→ **Exercise description**: From the first line to the last, output the records exactly and drop any images.

Referring expression data
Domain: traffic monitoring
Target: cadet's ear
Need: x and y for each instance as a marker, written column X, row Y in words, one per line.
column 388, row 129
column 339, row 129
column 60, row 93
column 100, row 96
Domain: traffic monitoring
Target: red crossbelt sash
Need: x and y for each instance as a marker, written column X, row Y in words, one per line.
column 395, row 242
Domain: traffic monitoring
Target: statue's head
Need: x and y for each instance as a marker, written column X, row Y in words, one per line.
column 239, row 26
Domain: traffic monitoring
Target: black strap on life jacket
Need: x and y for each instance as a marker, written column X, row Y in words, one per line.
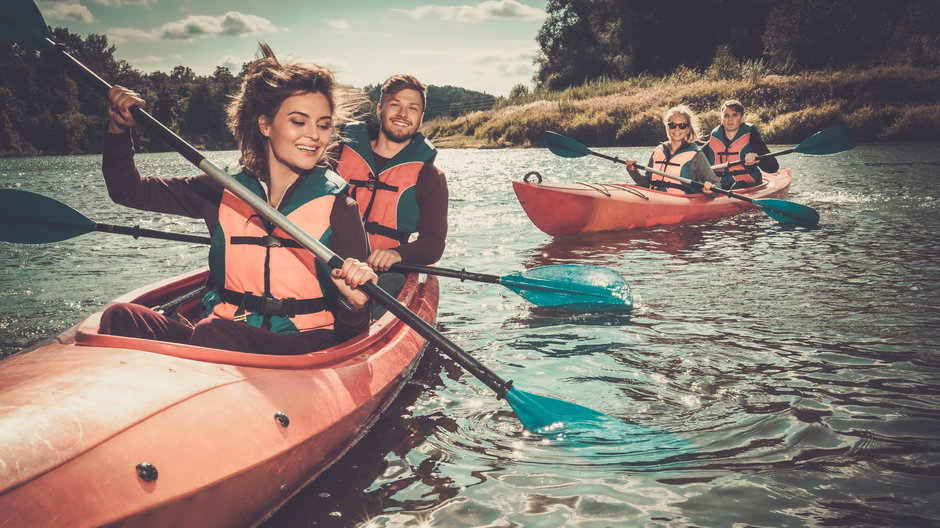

→ **Solution for this problem**:
Domain: traffic monitoring
Target: cadet's ear
Need: x and y for each instance as a marker, written column X, row Y in words, one per line.
column 388, row 129
column 339, row 129
column 60, row 93
column 100, row 96
Domain: traffic monitoring
Target: red crossbelt sash
Need: x and y for each instance as a marker, written column X, row Y in words, one per line.
column 395, row 242
Domain: traffic monitoring
Target: statue's head
Need: x and y for each instance as a marker, written column X, row Y in words, one per line.
column 239, row 26
Domain: traffic monitoring
Target: black strap on life jacket
Need: x and y for each instance as a marker, written column X, row Y in words, one per line.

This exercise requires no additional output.